Goal of the exercise - Everything in the records must appear again exactly, except the images.

(Information supplied begins)

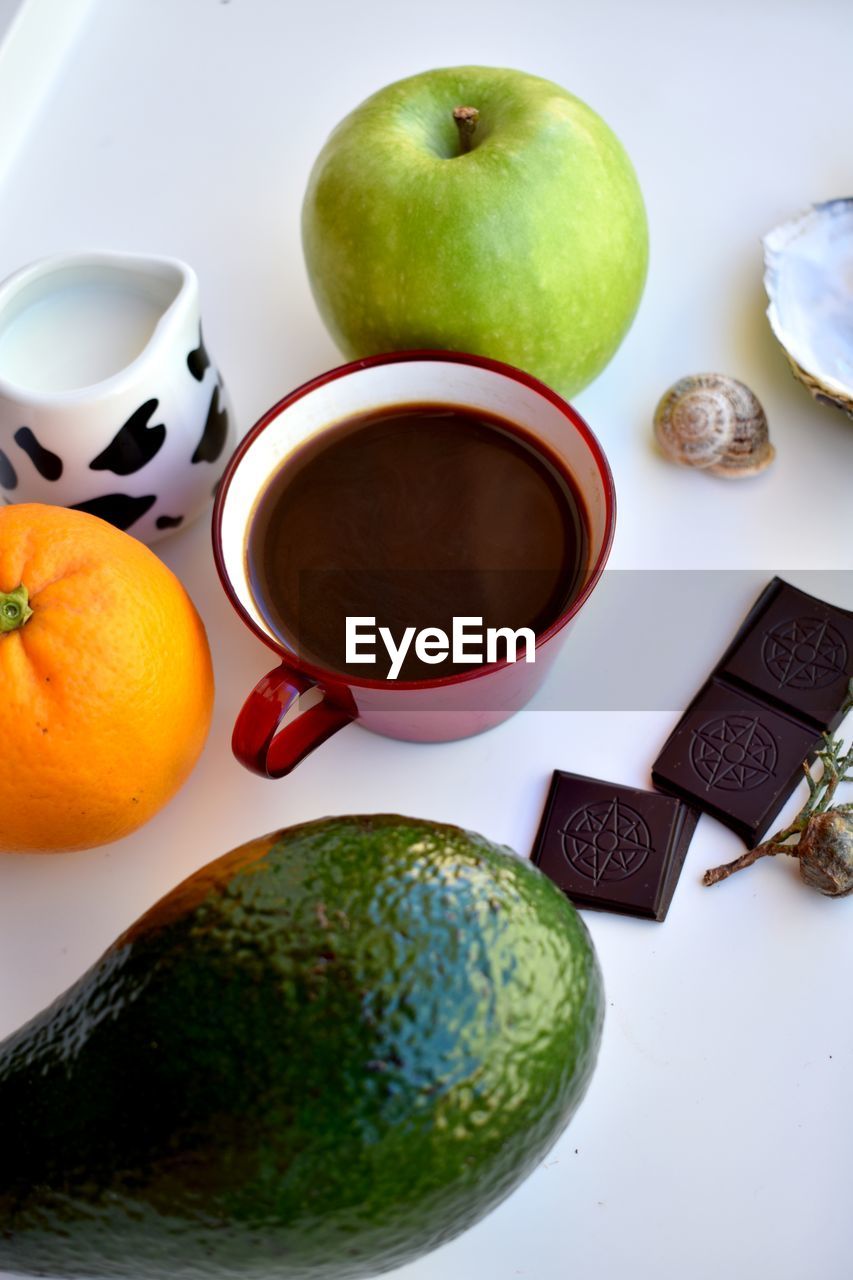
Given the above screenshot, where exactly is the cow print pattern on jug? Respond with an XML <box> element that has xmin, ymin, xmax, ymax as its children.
<box><xmin>3</xmin><ymin>334</ymin><xmax>231</xmax><ymax>537</ymax></box>
<box><xmin>90</xmin><ymin>400</ymin><xmax>166</xmax><ymax>475</ymax></box>
<box><xmin>72</xmin><ymin>493</ymin><xmax>157</xmax><ymax>531</ymax></box>
<box><xmin>192</xmin><ymin>384</ymin><xmax>229</xmax><ymax>464</ymax></box>
<box><xmin>187</xmin><ymin>326</ymin><xmax>211</xmax><ymax>382</ymax></box>
<box><xmin>0</xmin><ymin>449</ymin><xmax>17</xmax><ymax>490</ymax></box>
<box><xmin>14</xmin><ymin>427</ymin><xmax>63</xmax><ymax>480</ymax></box>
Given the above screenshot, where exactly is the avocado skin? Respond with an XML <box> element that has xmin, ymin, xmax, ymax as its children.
<box><xmin>0</xmin><ymin>815</ymin><xmax>603</xmax><ymax>1279</ymax></box>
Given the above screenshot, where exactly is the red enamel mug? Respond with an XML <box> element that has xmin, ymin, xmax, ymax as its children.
<box><xmin>213</xmin><ymin>351</ymin><xmax>616</xmax><ymax>778</ymax></box>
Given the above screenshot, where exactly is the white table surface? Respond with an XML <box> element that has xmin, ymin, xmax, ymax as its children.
<box><xmin>1</xmin><ymin>1</ymin><xmax>852</xmax><ymax>1278</ymax></box>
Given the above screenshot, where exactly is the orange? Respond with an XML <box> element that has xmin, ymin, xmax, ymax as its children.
<box><xmin>0</xmin><ymin>504</ymin><xmax>214</xmax><ymax>853</ymax></box>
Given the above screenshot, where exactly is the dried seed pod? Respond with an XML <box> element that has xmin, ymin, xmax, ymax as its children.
<box><xmin>704</xmin><ymin>696</ymin><xmax>853</xmax><ymax>896</ymax></box>
<box><xmin>796</xmin><ymin>809</ymin><xmax>853</xmax><ymax>896</ymax></box>
<box><xmin>653</xmin><ymin>373</ymin><xmax>775</xmax><ymax>478</ymax></box>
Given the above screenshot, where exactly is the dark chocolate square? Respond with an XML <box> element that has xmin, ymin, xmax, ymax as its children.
<box><xmin>718</xmin><ymin>578</ymin><xmax>853</xmax><ymax>732</ymax></box>
<box><xmin>531</xmin><ymin>771</ymin><xmax>699</xmax><ymax>922</ymax></box>
<box><xmin>652</xmin><ymin>679</ymin><xmax>820</xmax><ymax>847</ymax></box>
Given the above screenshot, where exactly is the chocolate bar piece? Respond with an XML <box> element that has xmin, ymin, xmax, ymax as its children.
<box><xmin>717</xmin><ymin>578</ymin><xmax>853</xmax><ymax>733</ymax></box>
<box><xmin>651</xmin><ymin>576</ymin><xmax>852</xmax><ymax>846</ymax></box>
<box><xmin>531</xmin><ymin>770</ymin><xmax>699</xmax><ymax>921</ymax></box>
<box><xmin>651</xmin><ymin>680</ymin><xmax>819</xmax><ymax>848</ymax></box>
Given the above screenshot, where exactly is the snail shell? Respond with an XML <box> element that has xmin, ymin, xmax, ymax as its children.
<box><xmin>653</xmin><ymin>374</ymin><xmax>775</xmax><ymax>478</ymax></box>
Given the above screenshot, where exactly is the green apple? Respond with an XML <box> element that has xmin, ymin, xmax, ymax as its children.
<box><xmin>302</xmin><ymin>66</ymin><xmax>648</xmax><ymax>398</ymax></box>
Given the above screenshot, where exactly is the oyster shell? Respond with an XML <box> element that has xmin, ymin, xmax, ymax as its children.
<box><xmin>763</xmin><ymin>199</ymin><xmax>853</xmax><ymax>416</ymax></box>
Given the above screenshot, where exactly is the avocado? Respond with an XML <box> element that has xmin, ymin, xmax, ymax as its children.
<box><xmin>0</xmin><ymin>815</ymin><xmax>603</xmax><ymax>1279</ymax></box>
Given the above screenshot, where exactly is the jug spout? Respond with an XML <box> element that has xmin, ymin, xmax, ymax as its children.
<box><xmin>0</xmin><ymin>251</ymin><xmax>198</xmax><ymax>399</ymax></box>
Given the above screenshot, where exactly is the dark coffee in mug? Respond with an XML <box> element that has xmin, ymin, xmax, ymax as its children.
<box><xmin>246</xmin><ymin>403</ymin><xmax>589</xmax><ymax>681</ymax></box>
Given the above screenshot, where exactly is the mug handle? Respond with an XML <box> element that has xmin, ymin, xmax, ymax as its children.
<box><xmin>232</xmin><ymin>663</ymin><xmax>355</xmax><ymax>778</ymax></box>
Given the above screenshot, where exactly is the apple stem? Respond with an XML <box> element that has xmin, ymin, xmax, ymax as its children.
<box><xmin>452</xmin><ymin>106</ymin><xmax>479</xmax><ymax>155</ymax></box>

(Information supplied ends)

Response -
Given the above screenshot, where exactly is the cow print pattern on jug? Respond with an XML <box> element that has xmin, ymin, xmax, ymax as its children.
<box><xmin>3</xmin><ymin>334</ymin><xmax>231</xmax><ymax>537</ymax></box>
<box><xmin>90</xmin><ymin>400</ymin><xmax>166</xmax><ymax>475</ymax></box>
<box><xmin>72</xmin><ymin>493</ymin><xmax>157</xmax><ymax>531</ymax></box>
<box><xmin>192</xmin><ymin>384</ymin><xmax>229</xmax><ymax>464</ymax></box>
<box><xmin>187</xmin><ymin>326</ymin><xmax>211</xmax><ymax>382</ymax></box>
<box><xmin>0</xmin><ymin>449</ymin><xmax>17</xmax><ymax>490</ymax></box>
<box><xmin>14</xmin><ymin>427</ymin><xmax>63</xmax><ymax>480</ymax></box>
Given the above screenshot, where exactly is the avocado skin? Respond with an XML <box> element that has xmin, ymin, xmax, ymax as its children.
<box><xmin>0</xmin><ymin>815</ymin><xmax>603</xmax><ymax>1279</ymax></box>
Given the above screenshot, where exactly is the red enamel mug? Respond with an XML <box> element that has xmin, ymin, xmax, ymax as its children.
<box><xmin>213</xmin><ymin>351</ymin><xmax>616</xmax><ymax>778</ymax></box>
Given the above screenshot, where exactly is the white table surface? Respond with an XML <box> element that has xmin, ymin, xmax, ymax as its children.
<box><xmin>1</xmin><ymin>1</ymin><xmax>852</xmax><ymax>1278</ymax></box>
Given the above screenshot, where exactly is the orange? Respond with an XML <box> element that has xmin, ymin, xmax, ymax as its children.
<box><xmin>0</xmin><ymin>504</ymin><xmax>214</xmax><ymax>853</ymax></box>
Given the above screenshot, where exactly is the dried seed pod? Respond with an XML <box> element that has xmin, ymin, xmax, ymax as its children.
<box><xmin>704</xmin><ymin>696</ymin><xmax>853</xmax><ymax>896</ymax></box>
<box><xmin>796</xmin><ymin>809</ymin><xmax>853</xmax><ymax>896</ymax></box>
<box><xmin>653</xmin><ymin>373</ymin><xmax>775</xmax><ymax>478</ymax></box>
Given the above screenshot, where exactly is the dark chocolate square? Respond with an XML <box> element that has xmin, ymin, xmax, ymax as its children.
<box><xmin>718</xmin><ymin>578</ymin><xmax>853</xmax><ymax>732</ymax></box>
<box><xmin>531</xmin><ymin>771</ymin><xmax>699</xmax><ymax>922</ymax></box>
<box><xmin>652</xmin><ymin>679</ymin><xmax>820</xmax><ymax>847</ymax></box>
Given the above screenshot, where exactly is the chocolate bar piece? Respond with an XML <box> element that has xmin, ymin, xmax, ymax as its children.
<box><xmin>717</xmin><ymin>578</ymin><xmax>853</xmax><ymax>733</ymax></box>
<box><xmin>651</xmin><ymin>576</ymin><xmax>852</xmax><ymax>846</ymax></box>
<box><xmin>531</xmin><ymin>770</ymin><xmax>699</xmax><ymax>921</ymax></box>
<box><xmin>651</xmin><ymin>680</ymin><xmax>819</xmax><ymax>848</ymax></box>
Given the above screenshot, where exactly is the snail shell? Respond with an XML <box> element that has xmin, ymin, xmax, ymax as its children.
<box><xmin>653</xmin><ymin>374</ymin><xmax>775</xmax><ymax>478</ymax></box>
Given the above screenshot, where exactly is the green apple? Respond with an XML <box> element that has xmin, ymin, xmax, ymax as its children.
<box><xmin>302</xmin><ymin>66</ymin><xmax>648</xmax><ymax>398</ymax></box>
Given the above screenshot, where exactly is the oyster shell? Respond with an XML <box> element that has xmin, ymin, xmax, ymax as its children.
<box><xmin>763</xmin><ymin>199</ymin><xmax>853</xmax><ymax>416</ymax></box>
Given the above screenshot, where exactly is the avocado? Respond with an XML <box> element that has xmin, ymin, xmax, ymax as its children.
<box><xmin>0</xmin><ymin>815</ymin><xmax>603</xmax><ymax>1279</ymax></box>
Given the above screenshot, where exactly is the jug spout? Respond with an XML <box> element that has xmin, ymin, xmax, ymax as its children.
<box><xmin>0</xmin><ymin>251</ymin><xmax>198</xmax><ymax>399</ymax></box>
Given the above screenshot, where exactly is the dark coffee in mug? Respond with an XML <box> element that has xmin, ymin, xmax, ymax as its children.
<box><xmin>246</xmin><ymin>403</ymin><xmax>589</xmax><ymax>681</ymax></box>
Given the above screenshot, where exactly is the mug handle? Respond with an XML <box> element that has xmin, ymin, xmax, ymax as its children.
<box><xmin>232</xmin><ymin>663</ymin><xmax>355</xmax><ymax>778</ymax></box>
Given the above screenshot, where exactly is the apple stem? Respond with an XML <box> element that has xmin, ymin, xmax, ymax as its children.
<box><xmin>452</xmin><ymin>106</ymin><xmax>479</xmax><ymax>155</ymax></box>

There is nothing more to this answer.